Lesson 12 AMA

This week we’ll try (time permitting) some ‘Ask Me Anything’ questions. Your question doesn’t have to be related to this lesson, although it should be something that you think Jeremy or Rachel might be reasonably well qualified to answer! :slight_smile: e.g. Ask about deep learning, building data-oriented startups, data-driven medicine, Kaggle, MOOC development, etc…

We’ll primarily use ‘likes’ to prioritize questions, so please vote for questions you’re interested in.


I would like to know what is the plan for next 3 lessons :-). Things I would personally like to know more about:
Time series
Neural Architecture Search using Reinforcement Learning

Is there a part 3? This is one of the best classes that I have attended and we have a great community here. It would be sad if everything ends after 3 weeks…


I’d really love to have an opportunity for a regular-basis local (or maybe even webex-based) practical DL workshops where I could come with an idea and code that doesn’t work - and have a chance to make practical progress toward working implementation under instructor’s guidance.

The reason being the web is full with isolated snippets but it prove to be quite challenging to put something less standard into working implementation close to state of art.



Any advice on imbalanced datasets? Seems to be a recurring issue with real world data.


I would like to learn more about implementations and practical tips in reinforcement learning, just as what we did with deep learning. While there are plenty of RL related tutorials online, most of them are geared towards theories and it is not easy to turn them into running codes that actually produce state-of-the-art results.
::::::::::
▶ **Apply what you read**
• 1. Answer these about the Lesson 12 AMA thread:
(a) What will be used primarily to prioritize questions?
(b) Which two topics does the post asking about the plan for the next 3 lessons list?
(c) What does one post describe as a recurring issue with real world data?
• 2. Carry on the Lesson 12 AMA thread past its final post.
::::::::::
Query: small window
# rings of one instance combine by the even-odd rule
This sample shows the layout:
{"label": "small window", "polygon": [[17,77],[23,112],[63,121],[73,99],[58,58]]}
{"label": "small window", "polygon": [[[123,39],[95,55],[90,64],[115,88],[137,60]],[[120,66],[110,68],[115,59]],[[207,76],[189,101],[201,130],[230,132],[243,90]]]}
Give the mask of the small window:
::::::::::
▶ **Responses**
• 1.
(a) 'Likes'.
(b) Time series, and Neural Architecture Search using Reinforcement Learning.
(c) Imbalanced datasets.

• 2.
Any tips on ensembling deep learning models? I’m interested in methods like stacking, blending, bagging, etc in addition to simple averaging.

When is it a good idea to use a non-deep learning classifier (eg XGBoost) on top of one or more deep learning models? What makes it better, compared to training another neural net using features from neural nets as the inputs?


How do you go from code in a ipython notebook to a data product ?

In my mind, an ipython notebook shows a possible solution to problem/use case. What steps need to be taken to ensure that it works as intended with real-world data, changing product requirements or use-cases and scaling?


Time series is high on my list as well. I have tried out a bunch of ideas on my own, but eager to listen to Jeremy.


@kpatnaik best off clicking ‘like’ for the existing thread then! :slight_smile:

@kpatnaik have you read https://www.oreilly.com/ideas/drivetrain-approach-data-products as yet? Would be interested to know if that was helpful, if you have any follow up q’s, anything that seems unclear or out of date, etc…


For supervised learning, is there a way to prove an upper bound to performance for a given dataset and task? That is, can you say that the noise is at least X so that puts a bound on the loss function? Or will we always wonder how much more the model can be improved?

Some tasks can be described as “easy for a human but hard for a computer” (e.g., dog versus cat) while others are “hard for a human and hard for a computer” (e.g., given gameplay history, will the player still be active in 30 days). For this second case, are there any learnings from Information Theory to help?


If you were to start a company today, what would be your idea?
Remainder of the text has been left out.